> _WHAT THE TASK REQUIRES_
The lines to extract begin at the line that contains "beam in the photo above." and run through the last line of the listing; reproduce them exactly, minus any pictures.
──────────────────────────────
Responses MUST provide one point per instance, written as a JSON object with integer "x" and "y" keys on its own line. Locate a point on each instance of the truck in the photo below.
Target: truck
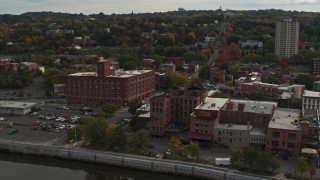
{"x": 222, "y": 161}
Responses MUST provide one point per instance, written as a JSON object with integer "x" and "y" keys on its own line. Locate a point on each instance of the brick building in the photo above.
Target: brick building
{"x": 268, "y": 90}
{"x": 170, "y": 112}
{"x": 311, "y": 100}
{"x": 258, "y": 113}
{"x": 217, "y": 75}
{"x": 234, "y": 136}
{"x": 5, "y": 66}
{"x": 109, "y": 85}
{"x": 204, "y": 118}
{"x": 284, "y": 133}
{"x": 315, "y": 66}
{"x": 310, "y": 125}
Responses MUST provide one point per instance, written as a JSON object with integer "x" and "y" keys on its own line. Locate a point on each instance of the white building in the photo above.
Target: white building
{"x": 311, "y": 100}
{"x": 15, "y": 107}
{"x": 287, "y": 38}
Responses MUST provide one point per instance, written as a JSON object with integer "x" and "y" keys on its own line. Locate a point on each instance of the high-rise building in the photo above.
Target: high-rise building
{"x": 287, "y": 38}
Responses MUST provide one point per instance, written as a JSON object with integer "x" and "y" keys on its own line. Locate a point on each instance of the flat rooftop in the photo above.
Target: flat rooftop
{"x": 146, "y": 115}
{"x": 311, "y": 94}
{"x": 285, "y": 118}
{"x": 260, "y": 107}
{"x": 212, "y": 103}
{"x": 16, "y": 104}
{"x": 233, "y": 127}
{"x": 257, "y": 132}
{"x": 118, "y": 73}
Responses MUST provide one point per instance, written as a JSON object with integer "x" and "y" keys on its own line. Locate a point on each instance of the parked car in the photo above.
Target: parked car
{"x": 34, "y": 113}
{"x": 13, "y": 131}
{"x": 3, "y": 119}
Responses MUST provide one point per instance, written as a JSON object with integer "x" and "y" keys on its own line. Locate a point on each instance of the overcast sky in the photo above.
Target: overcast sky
{"x": 127, "y": 6}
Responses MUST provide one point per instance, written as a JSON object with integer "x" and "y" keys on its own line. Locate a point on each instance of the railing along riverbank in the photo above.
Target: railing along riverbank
{"x": 129, "y": 161}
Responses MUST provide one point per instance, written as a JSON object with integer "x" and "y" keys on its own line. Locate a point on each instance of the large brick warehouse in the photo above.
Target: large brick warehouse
{"x": 109, "y": 85}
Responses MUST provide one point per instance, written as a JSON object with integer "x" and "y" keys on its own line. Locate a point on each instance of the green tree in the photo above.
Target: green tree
{"x": 233, "y": 69}
{"x": 271, "y": 58}
{"x": 196, "y": 82}
{"x": 302, "y": 165}
{"x": 204, "y": 72}
{"x": 273, "y": 80}
{"x": 132, "y": 109}
{"x": 110, "y": 108}
{"x": 175, "y": 145}
{"x": 76, "y": 133}
{"x": 139, "y": 141}
{"x": 306, "y": 79}
{"x": 219, "y": 95}
{"x": 192, "y": 149}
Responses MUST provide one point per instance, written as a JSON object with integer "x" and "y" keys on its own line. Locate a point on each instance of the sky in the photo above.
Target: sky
{"x": 143, "y": 6}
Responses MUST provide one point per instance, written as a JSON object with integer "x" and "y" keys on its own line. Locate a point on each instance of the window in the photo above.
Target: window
{"x": 275, "y": 134}
{"x": 291, "y": 145}
{"x": 275, "y": 143}
{"x": 291, "y": 136}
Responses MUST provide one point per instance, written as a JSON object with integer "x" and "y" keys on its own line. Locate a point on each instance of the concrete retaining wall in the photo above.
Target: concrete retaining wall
{"x": 130, "y": 161}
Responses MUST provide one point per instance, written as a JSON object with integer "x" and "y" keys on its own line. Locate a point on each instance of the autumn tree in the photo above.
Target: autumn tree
{"x": 96, "y": 133}
{"x": 139, "y": 141}
{"x": 235, "y": 52}
{"x": 302, "y": 165}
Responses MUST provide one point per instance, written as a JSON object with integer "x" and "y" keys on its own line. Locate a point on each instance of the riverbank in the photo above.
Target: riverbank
{"x": 128, "y": 161}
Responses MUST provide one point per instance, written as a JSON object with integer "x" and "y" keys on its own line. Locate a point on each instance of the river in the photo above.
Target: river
{"x": 22, "y": 167}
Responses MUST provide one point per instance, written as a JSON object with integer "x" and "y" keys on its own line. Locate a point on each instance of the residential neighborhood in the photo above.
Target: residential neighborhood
{"x": 206, "y": 87}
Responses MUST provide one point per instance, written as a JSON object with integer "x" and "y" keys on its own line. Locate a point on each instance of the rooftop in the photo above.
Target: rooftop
{"x": 259, "y": 107}
{"x": 212, "y": 103}
{"x": 284, "y": 118}
{"x": 233, "y": 127}
{"x": 257, "y": 132}
{"x": 120, "y": 73}
{"x": 146, "y": 115}
{"x": 311, "y": 93}
{"x": 16, "y": 104}
{"x": 312, "y": 116}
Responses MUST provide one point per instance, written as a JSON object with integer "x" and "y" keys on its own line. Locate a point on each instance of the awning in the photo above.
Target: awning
{"x": 199, "y": 136}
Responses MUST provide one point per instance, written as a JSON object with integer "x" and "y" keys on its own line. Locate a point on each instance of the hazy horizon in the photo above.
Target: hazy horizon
{"x": 145, "y": 6}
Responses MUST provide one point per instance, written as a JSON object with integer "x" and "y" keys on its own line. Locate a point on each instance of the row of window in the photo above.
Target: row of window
{"x": 276, "y": 144}
{"x": 276, "y": 134}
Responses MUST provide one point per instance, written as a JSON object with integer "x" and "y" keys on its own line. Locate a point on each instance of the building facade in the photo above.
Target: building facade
{"x": 284, "y": 133}
{"x": 311, "y": 100}
{"x": 315, "y": 66}
{"x": 109, "y": 85}
{"x": 258, "y": 113}
{"x": 287, "y": 38}
{"x": 204, "y": 118}
{"x": 233, "y": 136}
{"x": 170, "y": 112}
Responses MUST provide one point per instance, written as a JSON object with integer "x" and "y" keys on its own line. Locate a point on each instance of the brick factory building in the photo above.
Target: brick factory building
{"x": 109, "y": 85}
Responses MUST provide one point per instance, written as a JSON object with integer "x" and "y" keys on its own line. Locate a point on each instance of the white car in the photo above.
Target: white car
{"x": 34, "y": 113}
{"x": 2, "y": 119}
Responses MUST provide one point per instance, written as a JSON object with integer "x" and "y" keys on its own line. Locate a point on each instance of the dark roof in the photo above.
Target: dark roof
{"x": 199, "y": 136}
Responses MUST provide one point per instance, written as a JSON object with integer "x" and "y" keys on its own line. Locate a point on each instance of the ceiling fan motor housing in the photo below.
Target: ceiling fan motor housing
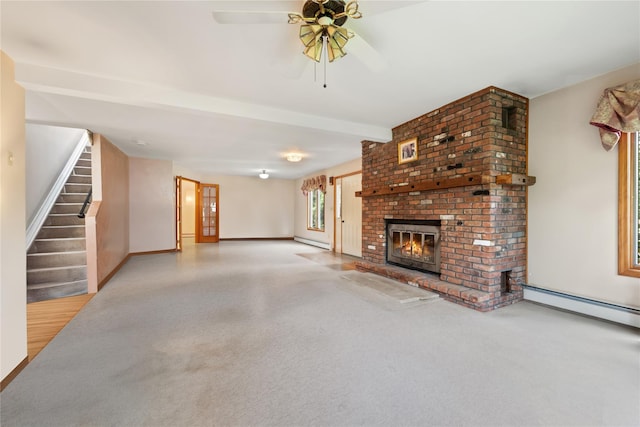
{"x": 315, "y": 10}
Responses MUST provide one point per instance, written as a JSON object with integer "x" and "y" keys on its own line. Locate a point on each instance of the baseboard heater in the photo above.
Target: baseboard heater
{"x": 603, "y": 310}
{"x": 312, "y": 243}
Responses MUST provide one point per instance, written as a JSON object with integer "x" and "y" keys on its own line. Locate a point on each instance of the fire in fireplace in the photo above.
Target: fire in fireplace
{"x": 414, "y": 244}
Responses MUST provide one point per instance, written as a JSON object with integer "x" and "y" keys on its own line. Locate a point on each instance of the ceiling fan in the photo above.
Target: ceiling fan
{"x": 322, "y": 22}
{"x": 321, "y": 29}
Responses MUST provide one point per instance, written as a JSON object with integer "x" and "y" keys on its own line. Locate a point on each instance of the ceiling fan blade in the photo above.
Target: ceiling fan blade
{"x": 366, "y": 54}
{"x": 250, "y": 17}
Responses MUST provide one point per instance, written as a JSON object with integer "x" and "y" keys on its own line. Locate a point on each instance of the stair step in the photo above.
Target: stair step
{"x": 60, "y": 231}
{"x": 71, "y": 198}
{"x": 58, "y": 245}
{"x": 73, "y": 273}
{"x": 82, "y": 170}
{"x": 79, "y": 179}
{"x": 77, "y": 188}
{"x": 63, "y": 219}
{"x": 66, "y": 208}
{"x": 56, "y": 259}
{"x": 48, "y": 291}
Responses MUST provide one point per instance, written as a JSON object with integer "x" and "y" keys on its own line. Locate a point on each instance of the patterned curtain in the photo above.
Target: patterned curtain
{"x": 315, "y": 183}
{"x": 618, "y": 111}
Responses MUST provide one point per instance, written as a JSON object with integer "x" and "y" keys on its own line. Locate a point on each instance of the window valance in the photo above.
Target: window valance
{"x": 618, "y": 111}
{"x": 316, "y": 183}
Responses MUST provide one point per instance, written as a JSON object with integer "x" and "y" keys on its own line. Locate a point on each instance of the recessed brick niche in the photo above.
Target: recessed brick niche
{"x": 471, "y": 176}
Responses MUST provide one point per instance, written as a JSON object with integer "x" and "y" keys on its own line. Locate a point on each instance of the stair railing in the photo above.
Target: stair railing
{"x": 83, "y": 209}
{"x": 45, "y": 207}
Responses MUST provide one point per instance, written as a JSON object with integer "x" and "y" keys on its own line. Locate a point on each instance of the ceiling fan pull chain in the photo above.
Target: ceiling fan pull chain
{"x": 326, "y": 53}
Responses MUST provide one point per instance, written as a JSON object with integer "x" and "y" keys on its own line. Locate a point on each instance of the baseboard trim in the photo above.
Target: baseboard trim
{"x": 602, "y": 310}
{"x": 233, "y": 239}
{"x": 163, "y": 251}
{"x": 322, "y": 245}
{"x": 14, "y": 373}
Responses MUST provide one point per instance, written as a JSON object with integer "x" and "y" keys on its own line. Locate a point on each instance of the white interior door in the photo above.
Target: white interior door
{"x": 351, "y": 221}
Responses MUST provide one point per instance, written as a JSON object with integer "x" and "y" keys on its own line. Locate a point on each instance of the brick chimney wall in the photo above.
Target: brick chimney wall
{"x": 483, "y": 225}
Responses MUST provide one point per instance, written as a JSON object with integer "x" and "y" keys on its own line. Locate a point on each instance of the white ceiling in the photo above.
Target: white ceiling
{"x": 232, "y": 99}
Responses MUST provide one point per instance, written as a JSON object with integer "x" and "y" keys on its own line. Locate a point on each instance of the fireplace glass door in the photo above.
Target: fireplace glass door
{"x": 415, "y": 246}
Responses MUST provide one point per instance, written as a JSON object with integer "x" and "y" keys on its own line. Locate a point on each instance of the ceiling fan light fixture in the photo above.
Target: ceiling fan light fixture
{"x": 294, "y": 157}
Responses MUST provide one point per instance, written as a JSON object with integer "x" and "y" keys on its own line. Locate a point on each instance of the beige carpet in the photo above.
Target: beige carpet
{"x": 250, "y": 334}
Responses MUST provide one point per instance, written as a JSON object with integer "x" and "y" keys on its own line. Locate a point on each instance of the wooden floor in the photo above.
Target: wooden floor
{"x": 46, "y": 318}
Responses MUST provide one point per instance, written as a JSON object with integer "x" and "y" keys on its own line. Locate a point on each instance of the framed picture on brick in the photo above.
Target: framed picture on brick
{"x": 408, "y": 150}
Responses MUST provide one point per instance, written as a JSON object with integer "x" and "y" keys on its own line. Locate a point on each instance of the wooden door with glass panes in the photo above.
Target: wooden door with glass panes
{"x": 208, "y": 213}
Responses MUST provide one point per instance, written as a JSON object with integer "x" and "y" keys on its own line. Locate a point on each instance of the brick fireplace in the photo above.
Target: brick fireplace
{"x": 469, "y": 175}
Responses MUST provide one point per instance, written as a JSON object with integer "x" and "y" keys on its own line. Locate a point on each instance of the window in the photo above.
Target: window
{"x": 628, "y": 200}
{"x": 315, "y": 210}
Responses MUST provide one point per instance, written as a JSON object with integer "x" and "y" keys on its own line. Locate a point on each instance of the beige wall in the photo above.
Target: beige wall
{"x": 573, "y": 206}
{"x": 325, "y": 236}
{"x": 151, "y": 205}
{"x": 13, "y": 281}
{"x": 251, "y": 207}
{"x": 107, "y": 220}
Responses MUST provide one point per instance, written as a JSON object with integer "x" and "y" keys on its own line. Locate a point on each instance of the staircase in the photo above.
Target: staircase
{"x": 57, "y": 259}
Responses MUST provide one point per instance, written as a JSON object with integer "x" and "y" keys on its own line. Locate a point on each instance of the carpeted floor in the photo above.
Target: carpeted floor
{"x": 253, "y": 334}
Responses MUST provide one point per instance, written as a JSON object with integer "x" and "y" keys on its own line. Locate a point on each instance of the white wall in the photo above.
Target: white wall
{"x": 573, "y": 206}
{"x": 151, "y": 205}
{"x": 251, "y": 207}
{"x": 325, "y": 236}
{"x": 13, "y": 280}
{"x": 48, "y": 150}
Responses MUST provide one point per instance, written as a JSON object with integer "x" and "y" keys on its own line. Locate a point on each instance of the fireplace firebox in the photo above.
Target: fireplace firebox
{"x": 414, "y": 244}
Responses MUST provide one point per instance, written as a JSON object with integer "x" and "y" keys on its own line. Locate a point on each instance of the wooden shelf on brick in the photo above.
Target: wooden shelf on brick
{"x": 464, "y": 181}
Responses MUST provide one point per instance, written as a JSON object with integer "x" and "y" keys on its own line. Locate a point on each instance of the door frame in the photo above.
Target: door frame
{"x": 199, "y": 237}
{"x": 335, "y": 204}
{"x": 179, "y": 207}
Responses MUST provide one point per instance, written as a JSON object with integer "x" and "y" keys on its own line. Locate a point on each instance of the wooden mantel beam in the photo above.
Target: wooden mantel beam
{"x": 465, "y": 181}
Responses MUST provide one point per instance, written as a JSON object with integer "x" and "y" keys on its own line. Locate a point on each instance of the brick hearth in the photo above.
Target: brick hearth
{"x": 471, "y": 175}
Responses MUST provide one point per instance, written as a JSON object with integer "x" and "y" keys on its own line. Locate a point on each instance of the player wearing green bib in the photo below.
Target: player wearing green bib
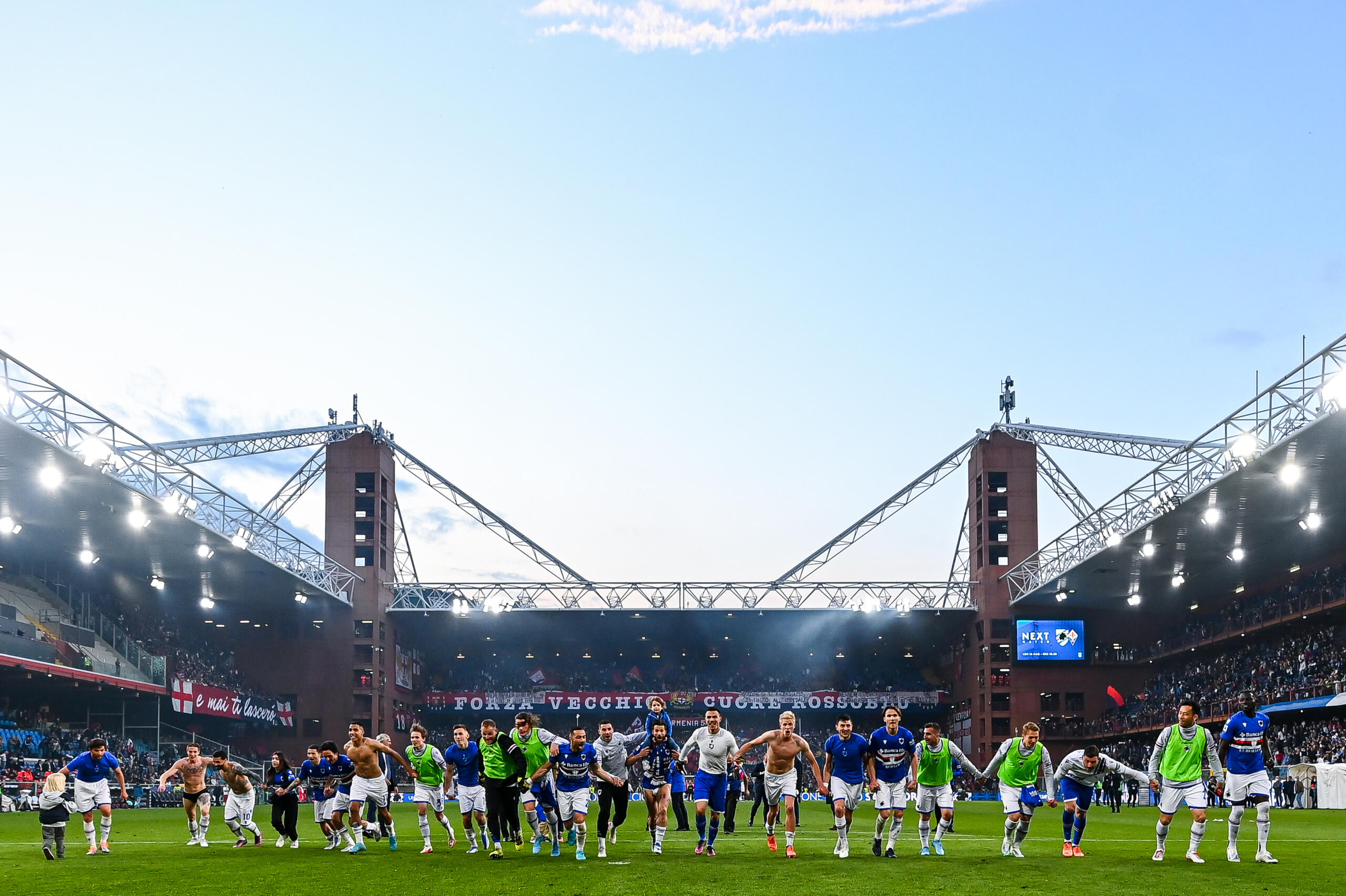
{"x": 1179, "y": 755}
{"x": 540, "y": 798}
{"x": 1018, "y": 763}
{"x": 430, "y": 766}
{"x": 931, "y": 776}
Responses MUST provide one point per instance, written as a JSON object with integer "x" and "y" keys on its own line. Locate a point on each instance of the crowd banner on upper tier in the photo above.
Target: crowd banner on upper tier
──────────────────────────────
> _RESPONSE FOR THIS EXERCISE_
Responses MUST provide one point per instance, written as a JSON object with integer "x" and "y" keys on its own line. Locate a point on each instance of the wooden mantel beam in the photo above.
Target: wooden mantel beam
{"x": 465, "y": 181}
Responses MUST provide one point per instance, written as a JSON object with integer "x" and "y" keys on its own line. Locate a point on each instance of the brick hearth in the photo above.
Target: brick hearth
{"x": 471, "y": 175}
Responses MUST provide one point per instance, written as a JSON object with integer "x" and "y" keys on its own line. Locate a point on each instance of the player wearing green bib in the photo below.
Target: player wearing green bib
{"x": 1179, "y": 755}
{"x": 540, "y": 798}
{"x": 1018, "y": 763}
{"x": 430, "y": 766}
{"x": 931, "y": 776}
Responses MUST provide one point per instance, written as a JSON object with integer "x" and "y" keys on its own line. Locate a point on each instance of the crowd banner on upper tier in the photo above.
Target: crowd banner on upper tier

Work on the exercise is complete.